__TASK LIST__
**1.** Return the part of the forum thread about heavy bleeding that runs from "I think the" up to and including "of the past.", copied word for word.
**2.** Using the forum thread about heavy bleeding, answer the following:
(a) How old does AlisonM say she is?
(b) Which condition does HipJan suggest could cause heavy bleeding?
(c) How long does AlisonM say it takes her to go through a super absorbency?
**3.** Continue the forum thread about heavy bleeding from its last post.

__TEXT SECTION__
# Can't stop bleeding!



## AlisonM (Jul 17, 2003)

Hi guys! I am from the chronic pain board but stepped in for some info hopefully







I am 23 with 2 kids. I have never had regular cycles (would have like a period a year) well now for the last 2 years I can't stop bleeding. I have been on provera, I have had a huge cyst removed from under my fallopian tube, much to no sucess. Any ideas on what could be happening? My hubby lost his job so until he gets a new one I cant just go see a doc. Thanks gals!Alison


----------



## HipJan (Apr 9, 1999)

Hi, I know what you mean about being unemployed and so avoiding doctors; however, last year, I ended up in the hospital at that time!At any rate, sounds like you are likely dealing with a significant hormonal imbalance. Can you get your hormones checked? Please note, though: one reading might show that your hormones are fine, another not, meaning that you can't always trust basic hormone tests. You could have adenomyosis, which can make you bleed heavily. Do an Internet search, and you will readily find some information about it. It is hard to diagnose, however (have to look inside). Do you have a lot of pain too?Wishing you lots of luck...


----------



## *Luna* (Nov 19, 2001)

I think the provera can change your cycle, in different ways for different women? When did you have those kids? As you probably know, breastfeeding can keep your period from coming.It does sound like something is going on that should be checked on. It might be something as simple as changing your birth control. Do you have a Planned Parenthood near you? They may be able to help you.


----------



## AlisonM (Jul 17, 2003)

My youngest "baby" will be three in January, so breat feeding si def a thing of the past.







I'm not on any birth control because my hubby was snipped. I truly don't know what else to do guys! I feel like I am bleeding to death. I am going through a super absorbency in 2 hrs. I know I'm not really bleeding to death, but dang it is frustrating!


----------



## M&M (Jan 20, 2002)

Technically I think you could bleed to death that way...Might take a while, but you could definitely become anemic bleeding that much. That happened to my mom. I agree - Planned Parenthood would be a great place to start. (They're free, and could point you toward other free or cheaper clinics.) Be careful with yourself!! ((hugs))

__EXTRACTED DATA__
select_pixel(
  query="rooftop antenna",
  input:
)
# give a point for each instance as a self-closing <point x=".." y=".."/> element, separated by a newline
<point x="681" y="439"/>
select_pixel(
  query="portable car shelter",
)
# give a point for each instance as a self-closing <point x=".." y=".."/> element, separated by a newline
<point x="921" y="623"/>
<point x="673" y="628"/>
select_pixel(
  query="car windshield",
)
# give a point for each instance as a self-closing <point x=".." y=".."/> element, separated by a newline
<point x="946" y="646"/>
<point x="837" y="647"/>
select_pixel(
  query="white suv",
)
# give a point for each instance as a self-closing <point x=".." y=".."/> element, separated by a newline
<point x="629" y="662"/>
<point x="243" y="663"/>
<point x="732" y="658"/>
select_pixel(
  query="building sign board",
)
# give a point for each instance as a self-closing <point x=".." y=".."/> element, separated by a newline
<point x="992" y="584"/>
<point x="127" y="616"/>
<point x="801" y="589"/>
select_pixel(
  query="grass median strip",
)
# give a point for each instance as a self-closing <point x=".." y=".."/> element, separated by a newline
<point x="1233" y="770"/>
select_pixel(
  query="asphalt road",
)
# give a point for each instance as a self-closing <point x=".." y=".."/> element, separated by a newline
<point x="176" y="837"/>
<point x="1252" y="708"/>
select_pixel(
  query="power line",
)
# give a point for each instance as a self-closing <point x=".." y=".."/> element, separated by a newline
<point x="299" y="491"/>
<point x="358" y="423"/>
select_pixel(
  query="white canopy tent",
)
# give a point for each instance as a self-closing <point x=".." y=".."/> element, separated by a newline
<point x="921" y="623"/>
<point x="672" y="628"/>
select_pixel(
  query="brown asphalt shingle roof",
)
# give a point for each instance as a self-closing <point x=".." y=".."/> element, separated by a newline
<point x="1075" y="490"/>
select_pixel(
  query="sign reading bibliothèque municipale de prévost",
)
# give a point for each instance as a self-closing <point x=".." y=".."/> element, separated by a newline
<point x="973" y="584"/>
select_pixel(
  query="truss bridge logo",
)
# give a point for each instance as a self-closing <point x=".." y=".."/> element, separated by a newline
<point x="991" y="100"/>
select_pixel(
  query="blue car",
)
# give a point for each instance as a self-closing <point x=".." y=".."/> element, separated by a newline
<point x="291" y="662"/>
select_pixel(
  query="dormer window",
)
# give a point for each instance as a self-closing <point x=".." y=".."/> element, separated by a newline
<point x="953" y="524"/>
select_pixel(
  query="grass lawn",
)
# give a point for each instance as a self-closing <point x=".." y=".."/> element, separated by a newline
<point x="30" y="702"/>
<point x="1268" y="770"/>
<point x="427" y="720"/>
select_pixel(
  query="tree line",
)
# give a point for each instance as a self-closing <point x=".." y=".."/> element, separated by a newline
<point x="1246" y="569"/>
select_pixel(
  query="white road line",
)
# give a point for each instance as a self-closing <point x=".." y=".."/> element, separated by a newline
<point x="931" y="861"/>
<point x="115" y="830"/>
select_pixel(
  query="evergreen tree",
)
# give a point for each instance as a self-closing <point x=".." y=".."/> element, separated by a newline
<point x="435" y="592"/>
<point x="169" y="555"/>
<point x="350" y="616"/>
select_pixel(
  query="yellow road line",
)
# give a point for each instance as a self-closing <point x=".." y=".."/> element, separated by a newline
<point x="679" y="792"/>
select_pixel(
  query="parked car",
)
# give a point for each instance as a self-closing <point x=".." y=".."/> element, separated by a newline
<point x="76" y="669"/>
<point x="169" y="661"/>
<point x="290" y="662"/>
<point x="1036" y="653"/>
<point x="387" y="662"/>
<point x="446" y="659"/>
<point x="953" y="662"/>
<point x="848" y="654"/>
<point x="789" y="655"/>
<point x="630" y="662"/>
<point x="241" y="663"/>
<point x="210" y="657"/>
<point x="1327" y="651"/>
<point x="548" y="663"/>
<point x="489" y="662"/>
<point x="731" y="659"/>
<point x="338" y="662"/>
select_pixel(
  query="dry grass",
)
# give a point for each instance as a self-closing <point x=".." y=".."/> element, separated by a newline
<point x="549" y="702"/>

__ANSWERS BY ITEM NUMBER__
**1.**
I think the provera can change your cycle, in different ways for different women? When did you have those kids? As you probably know, breastfeeding can keep your period from coming.It does sound like something is going on that should be checked on. It might be something as simple as changing your birth control. Do you have a Planned Parenthood near you? They may be able to help you.


----------



## AlisonM (Jul 17, 2003)

My youngest "baby" will be three in January, so breat feeding si def a thing of the past.

**2.**
(a) 23
(b) Adenomyosis
(c) 2 hours

**3.**
----------



## Elariel (Jan 1, 1999)

I dont want to scare you, but heavy unusual bleeding can be a sign of something serious. you could ask your doc for a d&c to check for malignant cells. again this is not to scare you, but my MIL bled so heavily for so long, and they kept telling her it was hormones, menopause, you name it. they didnt catch it until it had spread







a d&c does not take very long. also if the doctors are putting you off, get another one. even if it's not something 'serious', you need to know what's going on with your body.


----------



## denise.bradley (Jun 7, 2000)

Hi Allision;I agree with Hip here that it sounds like your hormones but you also have to get this under control. I am only 35 but I was rushed in quiet a few times in the past year just before my hysterectomy because I was hemeorageing (spelling)I was using 2 to 3 pads plus tampon every half hour to an hour then it got to the point where I would cover the bathroom with plood the monent I would try and change. This is something that you don't thinker around with. Even bleeding for long extended amount of time takes a toll on you body and your health. Get to a clinic or get to the emerg and see what is happening. It might be something minor or something serious.Denise


----------



## HipJan (Apr 9, 1999)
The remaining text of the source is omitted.